> [Your tasks]:
1. In the text on project delays, write out the words from "Delays caused by" to "third-party delay days.".
2. Translate this sentence from the text on project delays into Spanish: "Delay attribution is not a blame exercise."
3. Answer from the text on project delays:
(a) How many of the 30 builds had at least one avoidable delay?
(b) What was the median delay for engineering-caused delays?
(c) Roughly what share of delay days came from third-party/platform issues?

Delays caused by clients versus engineering
Out of 30 builds, 19 had at least one avoidable delay. Delay attribution is not a blame exercise. It is a planning tool. The same project can have client-side, engineering-side and third-party delay days.
| Delay source | Projects affected | Median delay | Typical causes |
|---|---|---|---|
| Client-side decision or access delay | 16 of 30 | 10 business days | Late credentials, slow feedback, missing copy/content, changing priorities, stakeholder unavailability. |
| Engineering-caused delay | 9 of 30 | 6 business days | Underestimated legacy integration, mobile OS edge cases, performance rework, security hardening. |
| Third-party or platform delay | 8 of 30 | 5 business days | Vendor support, app review, payment approval, procurement, sandbox instability. |
By delay days, client-side issues accounted for roughly 58%, engineering-side issues for 29%, and third-party/platform issues for 13%. The most expensive client delay was not "feedback took two days." It was decision ambiguity: a feature was implemented, then reinterpreted by a stakeholder who was not in discovery. The most expensive engineering delay was not a normal bug. It was an external system that behaved differently in production than in the sandbox.

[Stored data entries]
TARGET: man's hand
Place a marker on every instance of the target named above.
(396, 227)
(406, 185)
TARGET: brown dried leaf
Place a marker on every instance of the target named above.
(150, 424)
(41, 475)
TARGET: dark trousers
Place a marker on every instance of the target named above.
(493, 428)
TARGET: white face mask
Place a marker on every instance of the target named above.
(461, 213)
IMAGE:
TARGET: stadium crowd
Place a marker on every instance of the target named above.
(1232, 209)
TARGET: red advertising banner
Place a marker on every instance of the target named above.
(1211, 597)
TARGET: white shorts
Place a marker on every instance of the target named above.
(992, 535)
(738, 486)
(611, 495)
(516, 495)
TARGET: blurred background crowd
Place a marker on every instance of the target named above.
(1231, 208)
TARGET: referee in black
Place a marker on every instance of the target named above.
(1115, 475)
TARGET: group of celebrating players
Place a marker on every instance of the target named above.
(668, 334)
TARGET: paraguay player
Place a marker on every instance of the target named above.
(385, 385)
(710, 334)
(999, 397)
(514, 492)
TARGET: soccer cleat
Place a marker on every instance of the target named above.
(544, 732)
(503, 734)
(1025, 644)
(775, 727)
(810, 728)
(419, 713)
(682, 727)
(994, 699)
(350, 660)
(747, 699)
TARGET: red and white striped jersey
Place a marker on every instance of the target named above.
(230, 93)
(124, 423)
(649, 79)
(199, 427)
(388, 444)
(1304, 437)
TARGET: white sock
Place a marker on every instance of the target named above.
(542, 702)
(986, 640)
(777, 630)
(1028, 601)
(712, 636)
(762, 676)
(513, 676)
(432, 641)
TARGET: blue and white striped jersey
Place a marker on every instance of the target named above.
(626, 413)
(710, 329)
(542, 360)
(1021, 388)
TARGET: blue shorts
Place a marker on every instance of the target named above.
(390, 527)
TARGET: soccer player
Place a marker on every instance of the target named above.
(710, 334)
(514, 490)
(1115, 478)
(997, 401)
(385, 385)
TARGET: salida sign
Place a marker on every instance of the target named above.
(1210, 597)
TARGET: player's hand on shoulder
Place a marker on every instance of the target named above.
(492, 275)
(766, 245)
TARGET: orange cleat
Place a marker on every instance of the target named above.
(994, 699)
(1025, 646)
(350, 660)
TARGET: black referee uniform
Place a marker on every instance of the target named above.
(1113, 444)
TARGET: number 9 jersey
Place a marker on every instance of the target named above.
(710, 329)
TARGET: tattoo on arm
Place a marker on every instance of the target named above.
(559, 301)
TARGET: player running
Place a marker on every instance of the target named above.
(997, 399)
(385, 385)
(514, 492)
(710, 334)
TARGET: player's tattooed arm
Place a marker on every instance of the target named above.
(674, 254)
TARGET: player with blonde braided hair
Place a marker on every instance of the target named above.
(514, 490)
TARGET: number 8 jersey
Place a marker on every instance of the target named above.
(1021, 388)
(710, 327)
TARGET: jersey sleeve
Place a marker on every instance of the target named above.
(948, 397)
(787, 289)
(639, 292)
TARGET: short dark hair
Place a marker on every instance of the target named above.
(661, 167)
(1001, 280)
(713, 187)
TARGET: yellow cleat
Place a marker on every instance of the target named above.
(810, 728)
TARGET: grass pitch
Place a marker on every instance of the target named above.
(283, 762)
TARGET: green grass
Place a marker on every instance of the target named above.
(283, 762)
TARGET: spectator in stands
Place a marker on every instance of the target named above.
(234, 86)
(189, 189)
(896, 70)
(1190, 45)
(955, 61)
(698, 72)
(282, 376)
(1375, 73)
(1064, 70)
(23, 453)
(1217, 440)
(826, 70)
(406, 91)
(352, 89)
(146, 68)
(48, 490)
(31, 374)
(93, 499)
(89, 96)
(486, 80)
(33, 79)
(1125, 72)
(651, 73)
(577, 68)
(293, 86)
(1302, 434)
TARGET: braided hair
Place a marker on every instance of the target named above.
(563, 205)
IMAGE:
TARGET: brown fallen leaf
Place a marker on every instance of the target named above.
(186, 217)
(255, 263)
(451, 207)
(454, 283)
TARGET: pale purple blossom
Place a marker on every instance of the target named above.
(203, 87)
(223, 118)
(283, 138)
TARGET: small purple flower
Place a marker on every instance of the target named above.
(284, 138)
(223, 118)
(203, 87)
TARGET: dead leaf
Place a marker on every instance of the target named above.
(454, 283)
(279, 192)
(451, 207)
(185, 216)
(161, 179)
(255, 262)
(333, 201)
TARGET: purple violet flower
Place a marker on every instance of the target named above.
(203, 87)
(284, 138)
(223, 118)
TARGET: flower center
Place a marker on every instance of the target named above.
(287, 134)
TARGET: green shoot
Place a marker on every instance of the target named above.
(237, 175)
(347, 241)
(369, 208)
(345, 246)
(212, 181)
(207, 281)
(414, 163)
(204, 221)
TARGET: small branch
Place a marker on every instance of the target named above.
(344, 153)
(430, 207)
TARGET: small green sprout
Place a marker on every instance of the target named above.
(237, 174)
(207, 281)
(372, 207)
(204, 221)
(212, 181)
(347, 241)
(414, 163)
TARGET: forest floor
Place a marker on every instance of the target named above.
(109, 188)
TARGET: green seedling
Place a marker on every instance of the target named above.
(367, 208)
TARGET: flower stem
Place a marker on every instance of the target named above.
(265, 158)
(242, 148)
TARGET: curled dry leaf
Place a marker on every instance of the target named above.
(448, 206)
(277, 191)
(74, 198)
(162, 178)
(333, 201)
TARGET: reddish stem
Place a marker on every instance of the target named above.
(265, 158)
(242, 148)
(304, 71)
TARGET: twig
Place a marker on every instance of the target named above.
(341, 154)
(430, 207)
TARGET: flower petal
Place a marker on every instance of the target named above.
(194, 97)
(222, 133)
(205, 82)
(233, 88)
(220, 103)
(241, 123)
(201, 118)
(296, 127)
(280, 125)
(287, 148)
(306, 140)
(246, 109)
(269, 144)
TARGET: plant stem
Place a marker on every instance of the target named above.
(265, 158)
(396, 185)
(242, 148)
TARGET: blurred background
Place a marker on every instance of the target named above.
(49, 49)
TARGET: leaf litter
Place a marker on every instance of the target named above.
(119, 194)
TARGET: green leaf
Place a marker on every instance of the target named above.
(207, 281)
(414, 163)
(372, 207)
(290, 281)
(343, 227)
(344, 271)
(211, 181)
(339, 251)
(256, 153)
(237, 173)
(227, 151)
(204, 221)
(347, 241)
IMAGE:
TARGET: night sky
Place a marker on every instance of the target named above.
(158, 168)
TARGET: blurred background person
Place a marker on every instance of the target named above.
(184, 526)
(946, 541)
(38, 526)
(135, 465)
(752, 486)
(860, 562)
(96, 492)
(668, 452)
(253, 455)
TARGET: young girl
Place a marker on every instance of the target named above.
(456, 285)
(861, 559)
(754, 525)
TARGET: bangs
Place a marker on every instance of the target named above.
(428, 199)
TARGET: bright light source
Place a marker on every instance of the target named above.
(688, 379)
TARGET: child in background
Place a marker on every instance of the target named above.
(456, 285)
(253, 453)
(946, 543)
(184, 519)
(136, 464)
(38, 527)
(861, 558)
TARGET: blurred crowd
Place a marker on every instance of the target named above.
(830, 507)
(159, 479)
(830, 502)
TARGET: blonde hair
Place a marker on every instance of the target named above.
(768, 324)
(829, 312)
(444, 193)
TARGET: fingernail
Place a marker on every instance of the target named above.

> [Solutions to the exercise]:
1.
Delays caused by clients versus engineering
Out of 30 builds, 19 had at least one avoidable delay. Delay attribution is not a blame exercise. It is a planning tool. The same project can have client-side, engineering-side and third-party delay days.

2. La atribución de retrasos no es un ejercicio para buscar culpables.

3.
(a) 19
(b) 6 business days
(c) Roughly 13%